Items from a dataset
------------

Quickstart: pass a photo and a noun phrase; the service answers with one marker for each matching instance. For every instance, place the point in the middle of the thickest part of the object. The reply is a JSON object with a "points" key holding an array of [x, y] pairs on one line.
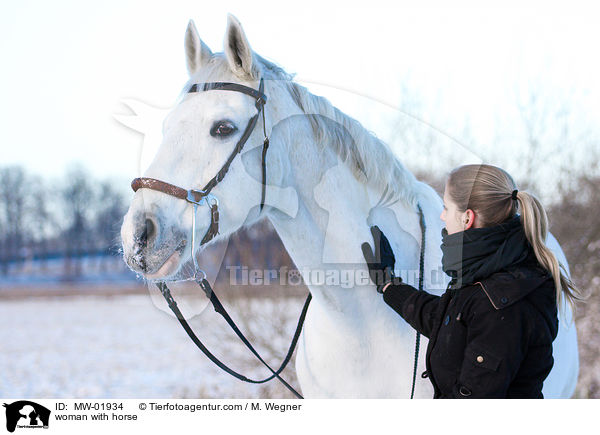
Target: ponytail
{"points": [[535, 225], [488, 190]]}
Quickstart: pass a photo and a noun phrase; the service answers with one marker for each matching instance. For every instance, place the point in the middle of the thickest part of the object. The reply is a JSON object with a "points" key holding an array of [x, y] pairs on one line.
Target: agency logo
{"points": [[26, 414]]}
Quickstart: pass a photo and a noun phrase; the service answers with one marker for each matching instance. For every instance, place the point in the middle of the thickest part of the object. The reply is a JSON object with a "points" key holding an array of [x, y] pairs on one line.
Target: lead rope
{"points": [[421, 274]]}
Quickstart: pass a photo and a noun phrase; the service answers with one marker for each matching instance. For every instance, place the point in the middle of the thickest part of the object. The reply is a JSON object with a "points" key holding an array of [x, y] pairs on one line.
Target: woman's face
{"points": [[454, 219]]}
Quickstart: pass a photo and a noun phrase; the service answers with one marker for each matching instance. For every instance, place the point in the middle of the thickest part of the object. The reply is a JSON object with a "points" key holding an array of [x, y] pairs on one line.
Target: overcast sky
{"points": [[67, 65]]}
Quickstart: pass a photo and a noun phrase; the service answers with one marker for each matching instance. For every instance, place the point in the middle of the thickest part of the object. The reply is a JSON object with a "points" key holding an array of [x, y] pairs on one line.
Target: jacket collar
{"points": [[509, 286]]}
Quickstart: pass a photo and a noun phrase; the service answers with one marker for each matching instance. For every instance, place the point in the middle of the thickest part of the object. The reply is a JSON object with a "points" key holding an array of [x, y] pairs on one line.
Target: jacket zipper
{"points": [[488, 295]]}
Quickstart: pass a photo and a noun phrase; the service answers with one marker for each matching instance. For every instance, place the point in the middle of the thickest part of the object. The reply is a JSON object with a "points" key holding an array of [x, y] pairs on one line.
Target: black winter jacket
{"points": [[490, 339]]}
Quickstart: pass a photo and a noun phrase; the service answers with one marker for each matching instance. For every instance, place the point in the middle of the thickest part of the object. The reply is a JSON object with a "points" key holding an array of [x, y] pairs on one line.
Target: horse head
{"points": [[200, 135]]}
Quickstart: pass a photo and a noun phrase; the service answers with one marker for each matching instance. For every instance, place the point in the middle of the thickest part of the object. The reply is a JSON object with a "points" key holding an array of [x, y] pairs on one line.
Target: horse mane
{"points": [[369, 158]]}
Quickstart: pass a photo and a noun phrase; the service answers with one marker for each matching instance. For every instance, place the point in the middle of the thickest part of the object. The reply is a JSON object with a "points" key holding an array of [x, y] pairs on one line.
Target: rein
{"points": [[197, 198]]}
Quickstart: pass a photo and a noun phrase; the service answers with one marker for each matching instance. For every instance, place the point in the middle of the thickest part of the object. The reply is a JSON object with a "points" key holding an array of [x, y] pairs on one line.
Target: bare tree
{"points": [[13, 194], [77, 196]]}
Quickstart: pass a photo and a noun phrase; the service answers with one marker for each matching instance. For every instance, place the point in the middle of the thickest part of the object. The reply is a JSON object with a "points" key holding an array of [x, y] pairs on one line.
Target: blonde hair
{"points": [[487, 190]]}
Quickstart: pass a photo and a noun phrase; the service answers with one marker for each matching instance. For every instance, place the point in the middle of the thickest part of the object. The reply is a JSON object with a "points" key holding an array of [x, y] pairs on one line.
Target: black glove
{"points": [[381, 264]]}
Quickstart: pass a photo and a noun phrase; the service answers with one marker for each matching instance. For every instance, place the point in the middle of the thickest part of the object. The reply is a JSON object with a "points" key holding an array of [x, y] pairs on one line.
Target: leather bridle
{"points": [[196, 198]]}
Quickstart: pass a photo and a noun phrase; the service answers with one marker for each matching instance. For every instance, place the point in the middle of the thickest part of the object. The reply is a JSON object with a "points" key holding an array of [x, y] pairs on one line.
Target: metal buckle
{"points": [[192, 198]]}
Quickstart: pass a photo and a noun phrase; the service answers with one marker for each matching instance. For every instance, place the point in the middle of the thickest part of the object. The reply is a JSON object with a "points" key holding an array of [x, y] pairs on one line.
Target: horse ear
{"points": [[197, 53], [238, 51]]}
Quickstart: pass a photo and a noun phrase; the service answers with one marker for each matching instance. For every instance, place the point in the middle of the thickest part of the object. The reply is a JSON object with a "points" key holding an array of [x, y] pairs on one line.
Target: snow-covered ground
{"points": [[125, 347]]}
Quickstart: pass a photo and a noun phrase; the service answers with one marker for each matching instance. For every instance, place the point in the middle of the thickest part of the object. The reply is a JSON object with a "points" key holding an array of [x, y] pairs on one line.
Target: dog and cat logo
{"points": [[26, 414]]}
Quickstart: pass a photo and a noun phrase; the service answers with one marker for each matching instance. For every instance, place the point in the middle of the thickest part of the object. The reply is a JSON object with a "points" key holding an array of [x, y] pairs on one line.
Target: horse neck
{"points": [[335, 212]]}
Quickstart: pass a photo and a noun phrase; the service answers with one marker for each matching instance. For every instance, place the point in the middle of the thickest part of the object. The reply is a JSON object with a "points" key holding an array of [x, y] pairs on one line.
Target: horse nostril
{"points": [[147, 233]]}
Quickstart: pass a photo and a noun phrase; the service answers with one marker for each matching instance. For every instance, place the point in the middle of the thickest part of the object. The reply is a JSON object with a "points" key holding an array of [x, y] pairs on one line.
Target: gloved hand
{"points": [[381, 263]]}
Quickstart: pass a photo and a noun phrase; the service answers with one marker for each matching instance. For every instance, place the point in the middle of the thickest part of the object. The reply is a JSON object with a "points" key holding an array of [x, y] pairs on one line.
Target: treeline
{"points": [[69, 217]]}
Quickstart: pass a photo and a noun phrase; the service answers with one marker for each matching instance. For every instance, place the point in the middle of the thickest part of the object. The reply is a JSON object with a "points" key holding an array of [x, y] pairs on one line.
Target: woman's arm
{"points": [[496, 346], [418, 308]]}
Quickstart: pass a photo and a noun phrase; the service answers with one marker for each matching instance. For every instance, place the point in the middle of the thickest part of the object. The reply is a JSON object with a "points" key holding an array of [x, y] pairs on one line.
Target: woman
{"points": [[490, 334]]}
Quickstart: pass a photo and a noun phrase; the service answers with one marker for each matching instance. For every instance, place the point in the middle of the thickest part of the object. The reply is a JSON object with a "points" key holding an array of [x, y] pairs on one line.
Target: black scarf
{"points": [[476, 253]]}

------------

Your instructions: Pictures aside, restate the entries word for word.

Completed task:
Quickstart: pass a photo and a noun phrase; the service answers with one marker for each matching instance. For every instance, place the point in the middle of the thickest part of the object. The reply is a JSON object with a "points" key holding an array of [x, y] pairs on one line.
Target: ponytail
{"points": [[535, 225], [488, 190]]}
Quickstart: pass a photo and a noun phrase; the service answers with one marker for each matching instance. For every instance, place the point in the middle of the thickest part of the object. The reply is a JSON object with a "points" key holding an array of [x, y] pairs on one line.
Target: agency logo
{"points": [[26, 414]]}
Quickstart: pass a photo and a noun phrase; the service answers with one marker for each matching instance. For every instance, place the point in the middle of the thickest part of the object. The reply is a JSON object with a "points" key holding an array of [x, y] pairs on one line.
Target: lead rope
{"points": [[421, 274]]}
Quickstart: pass a photo and a noun phrase; the service answers with one marker for each matching instance. For every instance, place the point in the middle of the thickest part of the object. The reply is a JSON object with a "points" key holding an array of [x, y] pairs on one line.
Target: woman's face
{"points": [[454, 219]]}
Quickstart: pass a photo and a noun phrase; the service answers with one marker for each matching instance. For every instance, place the point in the middle of the thickest part of the object. The reply is a JSON object with a "points" key holding an array of [x, y] pairs on one line.
Target: overcast sky
{"points": [[67, 65]]}
Quickstart: pass a photo and a noun phrase; the service answers with one marker for each matching instance. For every instance, place the point in the middle of the thickest part of the object. The reply is a JSON object with a "points" key holding an array of [x, y] pairs on one line.
Target: jacket collar
{"points": [[509, 286]]}
Quickstart: pass a photo and a noun phrase; the service answers with one marker for each matching instance. For every instance, place the point in the middle of the thickest part of the object. The reply is a JSON object with a "points" key holding an array of [x, y] pairs on one line.
Target: jacket zipper
{"points": [[488, 295]]}
Quickstart: pass a photo and a noun phrase; the service answers with one marker for each matching instance. For every instance, place the point in the middle of the thickest part of the object. The reply is a JSON object with a "points" key holding an array of [x, y] pairs on one line.
Target: black winter jacket
{"points": [[490, 339]]}
Quickstart: pass a photo and a noun phrase; the service answers with one marker for each matching instance. For every instance, place the point in the middle of the thickest part of the object. The reply is a JSON object with a "points" key holding an array of [x, y] pairs on one line.
Target: horse head
{"points": [[200, 135]]}
Quickstart: pass a photo and a noun phrase; the service answers with one marker for each matching instance. For every instance, place the point in the middle of the thickest part of the object. The reply is a JSON object with a "points" key holding an array of [x, y] pairs on one line.
Target: horse mane
{"points": [[369, 158]]}
Quickstart: pass a photo and a noun phrase; the service answers with one marker for each matching instance. For every instance, place the point in the middle of the thickest part of the object. The reply is a JSON object with a "points" key holding an array of [x, y] pairs on one line.
Target: rein
{"points": [[197, 198]]}
Quickstart: pass a photo and a noun phrase; the service answers with one marker for each matching instance. For every instance, place the point in the middle of the thickest part of the object. The reply is a JSON object with a "points" key holding an array of [x, y] pairs on one line.
Target: bare tree
{"points": [[13, 194], [77, 196]]}
Quickstart: pass a photo and a noun phrase; the service answers with one marker for each matching instance. For every instance, place the point in the middle of the thickest part of the object. The reply is a JSON object with a "points" key holding an array of [x, y] pairs on one line.
Target: blonde hair
{"points": [[487, 190]]}
Quickstart: pass a photo and a noun phrase; the service answers with one marker for each matching instance. For every instance, place the point in the middle of the thickest part of the object. The reply is a JSON object with a "points" key holding an array of [x, y] pairs on one line.
Target: black glove
{"points": [[381, 264]]}
Quickstart: pass a photo and a noun phrase; the service answers with one marker for each matching instance. For every instance, place the point in the middle of the thickest part of the object. The reply is a JSON object with a "points" key holding an array of [x, y] pairs on one line.
Target: leather bridle
{"points": [[196, 198]]}
Quickstart: pass a photo and a noun phrase; the service answers with one marker for each matching instance. For every instance, place the point in the middle of the thickest part of the object. The reply is a JSON object with a "points" key holding an array of [x, y] pairs on one line.
Target: metal buckle
{"points": [[192, 198]]}
Quickstart: pass a photo and a noun phrase; the service answers with one marker for each matching instance. For every instance, place the point in the middle of the thickest part of the object. The reply is a JSON object with a "points" key holding an array of [x, y] pairs on one line.
Target: horse ear
{"points": [[197, 53], [238, 51]]}
Quickstart: pass a photo and a noun phrase; the service answers with one marker for each matching instance. For every instance, place the point in the middle of the thickest part of the object. The reply is a JSON object with a "points" key holding an array of [x, y] pairs on one line.
Target: snow-covered ground
{"points": [[125, 347]]}
Quickstart: pass a photo and a noun phrase; the service answers with one marker for each matching instance. For every instance, place the point in the middle of the thickest part of the object. The reply is a JSON object with a "points" key holding an array of [x, y] pairs on one line.
Target: dog and cat logo
{"points": [[26, 414]]}
Quickstart: pass a photo and a noun phrase; the service answers with one marker for each matching instance. For every instance, place the point in the middle of the thickest part of the object. The reply is a JSON object with a "points" key holding an array of [x, y] pairs on one line.
Target: horse neck
{"points": [[335, 212]]}
Quickstart: pass a photo and a noun phrase; the service answers with one marker for each matching instance. For every instance, place the point in the middle of the thickest part of the object. The reply is a JSON object with a "points" key holding an array of [x, y] pairs on one line.
Target: horse nostril
{"points": [[147, 233]]}
Quickstart: pass a photo and a noun phrase; the service answers with one marker for each matching instance. For every instance, place the point in the middle of the thickest part of the object. The reply is a JSON object with a "points" key holding an array of [x, y] pairs on one line.
Target: gloved hand
{"points": [[381, 263]]}
Quickstart: pass a photo and a noun phrase; the service answers with one marker for each matching instance. For every instance, place the point in the middle of the thickest part of the object. The reply is a JSON object with a "points" key holding an array of [x, y] pairs on one line.
Target: treeline
{"points": [[69, 217]]}
Quickstart: pass a photo and a noun phrase; the service answers with one marker for each matching instance. For every instance, place the point in the middle of the thickest part of the object. The reply is a JSON object with a "points" key holding an array of [x, y] pairs on one line.
Target: woman's arm
{"points": [[496, 346], [418, 308]]}
Quickstart: pass a photo and a noun phrase; the service answers with one marker for each matching instance. For every instance, place the point in the middle of the thickest part of the object. The reply is a JSON object with a "points" key holding an array of [x, y] pairs on one line.
Target: woman
{"points": [[490, 334]]}
Quickstart: pass a photo and a noun phrase; the service answers with one marker for each matching instance. For every instance, place the point in the middle of the thickest part of the object. The reply is a JSON object with a "points" key holding an array of [x, y] pairs on one line.
Target: black scarf
{"points": [[476, 253]]}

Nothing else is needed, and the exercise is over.